▼▼▼

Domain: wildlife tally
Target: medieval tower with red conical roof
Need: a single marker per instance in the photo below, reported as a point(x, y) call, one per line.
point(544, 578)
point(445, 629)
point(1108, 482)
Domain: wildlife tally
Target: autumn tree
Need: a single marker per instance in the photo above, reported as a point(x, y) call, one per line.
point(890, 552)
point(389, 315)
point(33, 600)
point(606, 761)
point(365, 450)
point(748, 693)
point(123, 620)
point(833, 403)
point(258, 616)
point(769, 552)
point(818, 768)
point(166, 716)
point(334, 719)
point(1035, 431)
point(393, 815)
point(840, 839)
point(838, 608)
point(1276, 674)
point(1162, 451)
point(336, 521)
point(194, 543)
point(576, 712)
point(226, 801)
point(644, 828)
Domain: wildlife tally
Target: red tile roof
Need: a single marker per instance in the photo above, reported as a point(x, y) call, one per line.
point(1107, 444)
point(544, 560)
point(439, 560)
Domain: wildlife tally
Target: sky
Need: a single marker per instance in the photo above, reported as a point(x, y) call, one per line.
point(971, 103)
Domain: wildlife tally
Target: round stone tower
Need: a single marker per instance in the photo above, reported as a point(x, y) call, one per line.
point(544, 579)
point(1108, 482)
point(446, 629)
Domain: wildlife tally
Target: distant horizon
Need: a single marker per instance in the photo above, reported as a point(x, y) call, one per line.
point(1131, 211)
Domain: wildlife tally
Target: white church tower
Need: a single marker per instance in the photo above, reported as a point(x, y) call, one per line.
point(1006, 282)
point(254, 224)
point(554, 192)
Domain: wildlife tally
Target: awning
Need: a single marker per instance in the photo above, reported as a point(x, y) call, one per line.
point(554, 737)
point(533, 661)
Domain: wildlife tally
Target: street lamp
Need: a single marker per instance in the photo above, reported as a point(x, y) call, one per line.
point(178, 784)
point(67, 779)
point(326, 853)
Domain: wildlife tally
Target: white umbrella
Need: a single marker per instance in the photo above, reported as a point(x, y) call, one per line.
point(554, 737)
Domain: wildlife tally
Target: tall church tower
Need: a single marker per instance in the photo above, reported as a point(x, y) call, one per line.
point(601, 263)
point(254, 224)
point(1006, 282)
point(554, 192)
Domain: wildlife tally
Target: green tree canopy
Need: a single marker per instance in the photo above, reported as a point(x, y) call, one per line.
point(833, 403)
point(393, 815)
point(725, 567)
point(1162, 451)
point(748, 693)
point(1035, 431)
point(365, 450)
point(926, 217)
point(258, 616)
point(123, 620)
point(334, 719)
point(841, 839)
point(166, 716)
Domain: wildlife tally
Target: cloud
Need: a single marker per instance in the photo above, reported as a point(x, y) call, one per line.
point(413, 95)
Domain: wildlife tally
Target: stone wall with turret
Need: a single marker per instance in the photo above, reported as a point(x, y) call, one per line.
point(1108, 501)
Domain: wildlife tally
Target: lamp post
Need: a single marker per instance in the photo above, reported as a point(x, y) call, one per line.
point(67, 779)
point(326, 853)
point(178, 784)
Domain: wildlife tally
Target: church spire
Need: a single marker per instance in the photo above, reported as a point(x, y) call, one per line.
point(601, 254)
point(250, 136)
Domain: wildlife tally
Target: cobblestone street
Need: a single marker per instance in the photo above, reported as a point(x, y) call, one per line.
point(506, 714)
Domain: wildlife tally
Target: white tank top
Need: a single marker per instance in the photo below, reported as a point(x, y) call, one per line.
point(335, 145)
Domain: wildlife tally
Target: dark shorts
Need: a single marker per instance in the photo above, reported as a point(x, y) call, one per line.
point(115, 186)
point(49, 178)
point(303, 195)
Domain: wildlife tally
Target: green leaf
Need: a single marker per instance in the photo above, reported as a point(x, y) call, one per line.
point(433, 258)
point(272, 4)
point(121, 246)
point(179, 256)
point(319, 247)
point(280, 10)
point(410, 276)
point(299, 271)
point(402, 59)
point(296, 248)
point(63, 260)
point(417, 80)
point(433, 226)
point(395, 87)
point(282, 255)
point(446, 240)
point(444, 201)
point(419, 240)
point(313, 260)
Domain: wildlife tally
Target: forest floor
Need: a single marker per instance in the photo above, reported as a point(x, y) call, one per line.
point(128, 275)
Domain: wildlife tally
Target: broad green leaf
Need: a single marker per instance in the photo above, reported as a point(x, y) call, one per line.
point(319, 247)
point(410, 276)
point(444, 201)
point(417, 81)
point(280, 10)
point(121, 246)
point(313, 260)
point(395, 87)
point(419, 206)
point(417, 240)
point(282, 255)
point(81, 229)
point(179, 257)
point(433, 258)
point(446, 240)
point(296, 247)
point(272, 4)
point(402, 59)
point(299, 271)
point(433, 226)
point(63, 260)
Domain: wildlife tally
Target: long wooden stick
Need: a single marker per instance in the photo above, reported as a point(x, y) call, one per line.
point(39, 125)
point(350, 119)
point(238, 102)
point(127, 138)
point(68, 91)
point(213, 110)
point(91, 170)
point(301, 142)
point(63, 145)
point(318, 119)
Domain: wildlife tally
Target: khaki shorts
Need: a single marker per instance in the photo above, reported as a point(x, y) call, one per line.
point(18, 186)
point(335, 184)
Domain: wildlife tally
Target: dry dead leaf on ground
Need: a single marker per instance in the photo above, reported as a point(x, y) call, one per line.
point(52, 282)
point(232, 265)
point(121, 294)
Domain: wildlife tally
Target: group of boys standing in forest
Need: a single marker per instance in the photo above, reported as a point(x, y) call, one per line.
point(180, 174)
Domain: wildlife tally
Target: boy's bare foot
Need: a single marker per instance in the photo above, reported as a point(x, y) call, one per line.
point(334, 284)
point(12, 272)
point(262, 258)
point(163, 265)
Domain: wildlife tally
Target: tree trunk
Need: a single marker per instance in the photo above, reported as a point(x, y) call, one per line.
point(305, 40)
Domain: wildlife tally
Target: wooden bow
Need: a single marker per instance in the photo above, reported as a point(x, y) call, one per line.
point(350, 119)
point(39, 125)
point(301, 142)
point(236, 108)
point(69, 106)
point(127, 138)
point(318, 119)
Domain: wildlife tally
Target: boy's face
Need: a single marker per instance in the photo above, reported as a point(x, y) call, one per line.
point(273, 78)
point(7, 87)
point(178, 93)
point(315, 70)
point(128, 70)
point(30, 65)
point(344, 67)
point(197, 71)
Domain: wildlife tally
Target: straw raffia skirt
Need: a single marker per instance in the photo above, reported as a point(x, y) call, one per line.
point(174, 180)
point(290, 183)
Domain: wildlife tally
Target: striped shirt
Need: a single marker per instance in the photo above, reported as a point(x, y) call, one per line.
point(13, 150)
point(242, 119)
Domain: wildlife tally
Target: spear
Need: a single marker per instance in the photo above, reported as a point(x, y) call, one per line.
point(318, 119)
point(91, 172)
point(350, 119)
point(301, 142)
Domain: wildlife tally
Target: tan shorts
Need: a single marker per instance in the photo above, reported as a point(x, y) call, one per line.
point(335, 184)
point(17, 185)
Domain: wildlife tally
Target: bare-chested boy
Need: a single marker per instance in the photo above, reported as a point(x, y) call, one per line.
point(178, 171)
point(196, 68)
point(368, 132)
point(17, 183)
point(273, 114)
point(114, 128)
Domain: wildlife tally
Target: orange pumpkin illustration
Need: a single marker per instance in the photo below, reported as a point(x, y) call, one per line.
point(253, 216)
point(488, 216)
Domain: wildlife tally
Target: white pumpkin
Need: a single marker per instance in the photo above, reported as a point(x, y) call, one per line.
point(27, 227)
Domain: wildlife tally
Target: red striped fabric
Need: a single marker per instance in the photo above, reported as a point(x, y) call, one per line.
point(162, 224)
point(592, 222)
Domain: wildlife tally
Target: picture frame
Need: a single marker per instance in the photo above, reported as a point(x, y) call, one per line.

▲▲▲

_Aim:_
Repeat all entries. Match them exactly.

_Answer to this problem:_
Domain: wildlife tally
Target: medieval tower with red conical roof
Need: a single marker per instance in the photo below, reported as a point(x, y) call, one per line.
point(544, 578)
point(445, 629)
point(1108, 482)
Domain: wildlife tally
Target: autumn tree
Need: a single marker per instance in the photo above, reported as a point(x, y) call, one per line.
point(890, 552)
point(389, 315)
point(33, 600)
point(606, 761)
point(365, 450)
point(748, 693)
point(123, 620)
point(833, 403)
point(258, 616)
point(769, 552)
point(818, 768)
point(166, 716)
point(334, 719)
point(1035, 431)
point(393, 815)
point(840, 839)
point(838, 608)
point(1276, 674)
point(1162, 451)
point(336, 521)
point(194, 543)
point(576, 712)
point(226, 801)
point(644, 828)
Domain: wildlife tally
Target: red tile roof
Need: a single marker per instance in the photo above, reported as a point(x, y) call, one per line.
point(1107, 444)
point(544, 560)
point(439, 560)
Domain: wildlife tally
Target: sky
Need: a single marker per instance in the photo above, reported as a point(x, y) call, one per line.
point(971, 103)
Domain: wildlife tally
Target: round stone tower
Need: a single marker per instance in the photo above, reported as a point(x, y) call, one per line.
point(544, 579)
point(1108, 482)
point(446, 629)
Domain: wildlife tally
Target: distant horizon
Need: a single marker per instance in the photo above, reported as a point(x, y) call, one per line.
point(1131, 211)
Domain: wildlife tally
Target: white church tower
Need: a single marker per instance in the photo above, reported as a point(x, y) call, one per line.
point(1006, 282)
point(254, 224)
point(554, 192)
Domain: wildlife tally
Target: awning
Need: a single marker per instance in the photo above, reported as a point(x, y) call, one per line.
point(554, 737)
point(533, 661)
Domain: wildlife tally
Target: street lamp
Need: a single marker per instance in the photo above, reported as a point(x, y) call, one per line.
point(178, 784)
point(67, 779)
point(326, 853)
Domain: wildlife tally
Target: white umbrella
Need: a single marker per instance in the photo above, reported as a point(x, y) call, one per line.
point(554, 737)
Domain: wildlife tally
Target: tall church tower
Need: a single marker per instance in the photo above, reported as a point(x, y) call, one per line.
point(601, 263)
point(254, 224)
point(1006, 282)
point(554, 192)
Domain: wildlife tally
Target: green tree canopy
Need: a single marker per instance in the photo above, reported as a point(x, y) call, one per line.
point(833, 403)
point(393, 815)
point(725, 567)
point(1162, 451)
point(748, 693)
point(1035, 431)
point(365, 450)
point(926, 217)
point(258, 616)
point(123, 620)
point(334, 719)
point(841, 839)
point(166, 716)
Domain: wildlife tally
Target: cloud
Need: a single marker per instance in the photo above, reported as a point(x, y) call, one per line.
point(413, 95)
Domain: wildlife tally
Target: stone wall with turret
Need: a single marker per instance in the photo above, reported as a point(x, y) call, one per line.
point(1108, 501)
Domain: wildlife tally
Target: lamp post
Need: a single marker per instance in the photo above, reported as a point(x, y) call, one per line.
point(67, 779)
point(326, 853)
point(178, 784)
Domain: wildlife tally
Target: church spire
Need: a single marker per instance in the photo above, reported as a point(x, y) call, one per line.
point(601, 254)
point(250, 136)
Domain: wildlife tally
Target: cobblestone street
Need: a single marker per instance in the photo above, reported as a point(x, y) call, one per line.
point(506, 714)
Domain: wildlife tally
Target: white tank top
Need: a single marker per instance in the photo below, reported as a point(x, y) call, one per line.
point(335, 145)
Domain: wildlife tally
Target: dark shorts
Need: a single marker per instance in the photo above, reported as a point(x, y) call, one per line.
point(115, 186)
point(49, 178)
point(303, 195)
Domain: wildlife tally
Target: green leaf
Need: a single marker per instance in the photo above, reported as a point(x, y) call, one per line.
point(433, 258)
point(272, 4)
point(121, 246)
point(179, 256)
point(319, 247)
point(280, 10)
point(410, 276)
point(299, 271)
point(402, 59)
point(296, 248)
point(63, 260)
point(417, 80)
point(433, 226)
point(395, 87)
point(282, 255)
point(446, 240)
point(444, 201)
point(419, 240)
point(313, 260)
Domain: wildlife tally
Target: forest floor
Need: a single marker per instance in the photo above, reported as a point(x, y) call, one per line.
point(128, 275)
Domain: wildlife tally
Target: broad green leaf
Need: a single marker per instance in the photo above, reported as a point(x, y) call, one per line.
point(319, 247)
point(410, 276)
point(444, 201)
point(417, 81)
point(280, 10)
point(121, 246)
point(313, 260)
point(395, 87)
point(419, 206)
point(417, 240)
point(282, 255)
point(81, 229)
point(179, 257)
point(433, 258)
point(446, 240)
point(296, 247)
point(272, 4)
point(402, 59)
point(299, 271)
point(433, 226)
point(63, 260)
Domain: wildlife tally
Target: long wooden stick
Need: a single marker per instance in the photo above, reported as a point(x, y) call, one per line.
point(39, 125)
point(350, 119)
point(238, 102)
point(127, 138)
point(68, 91)
point(213, 110)
point(91, 170)
point(301, 142)
point(63, 145)
point(318, 119)
Domain: wildlife tally
Target: khaki shorts
Need: a single marker per instance in the photo above, reported as a point(x, y) call, one per line.
point(18, 186)
point(335, 184)
Domain: wildlife tally
Target: dry dead leaf on ground
Need: a single marker per instance in the photo above, reported as a point(x, y) call, one per line.
point(52, 282)
point(232, 265)
point(121, 294)
Domain: wildlife tally
Target: group of boys standing in forest
Need: a single marker per instance in the photo above, reported as a point(x, y) call, one per line.
point(180, 174)
Domain: wildlife tally
Target: boy's bare foot
Need: a single marker per instance in the photo above, reported as a point(x, y) call, one per line.
point(334, 284)
point(12, 272)
point(262, 258)
point(163, 265)
Domain: wildlife tally
Target: tree trunk
Need: a single marker per instance in the photo above, reported as a point(x, y) call, one per line.
point(305, 40)
Domain: wildlife tally
Target: wooden bow
Need: a single marker per instance in the photo above, reported as a point(x, y) call, one per line.
point(350, 119)
point(39, 125)
point(301, 142)
point(236, 108)
point(69, 106)
point(127, 138)
point(318, 119)
Domain: wildlife tally
Target: boy's face
Need: a single marker per instance in the photo above, reported as a point(x, y) call, one per line.
point(273, 78)
point(7, 87)
point(178, 93)
point(315, 70)
point(128, 70)
point(30, 65)
point(344, 67)
point(197, 71)
Domain: wildlife tally
Target: straw raffia skirt
Need: a single marker per instance in the photo above, reported as a point(x, y) call, one per line.
point(174, 180)
point(290, 183)
Domain: wildlife tally
Target: striped shirt
Need: a single marker per instance in the photo above, reported as a point(x, y) call, one per line.
point(13, 150)
point(242, 119)
Domain: wildlife tally
Target: spear
Need: a single marker per instance in the photo above, reported as a point(x, y) call, one per line.
point(318, 119)
point(91, 172)
point(350, 119)
point(301, 142)
Domain: wildlife tally
Target: tan shorts
Need: a single marker per instance in the photo above, reported as a point(x, y) call, one per line.
point(335, 184)
point(17, 185)
Domain: wildlife tally
Target: bare-chested boy
Need: a single marker per instance in the photo above, reported as a point(x, y) call, one per line.
point(178, 171)
point(196, 68)
point(368, 132)
point(17, 183)
point(273, 114)
point(114, 128)
Domain: wildlife tally
Target: orange pumpkin illustration
Need: a single marker per instance in the photo below, reported as a point(x, y) call, one per line.
point(253, 216)
point(488, 216)
Domain: wildlife tally
Target: white pumpkin
Need: a single marker per instance in the photo above, reported as a point(x, y) call, one per line.
point(27, 227)
Domain: wildlife tally
Target: red striped fabric
Need: a single marker per instance in the photo above, reported as a point(x, y) call, one per line.
point(162, 224)
point(592, 222)
Domain: wildlife tally
Target: picture frame
Need: a single marker per instance in the photo above, reported as a point(x, y) call, one per line.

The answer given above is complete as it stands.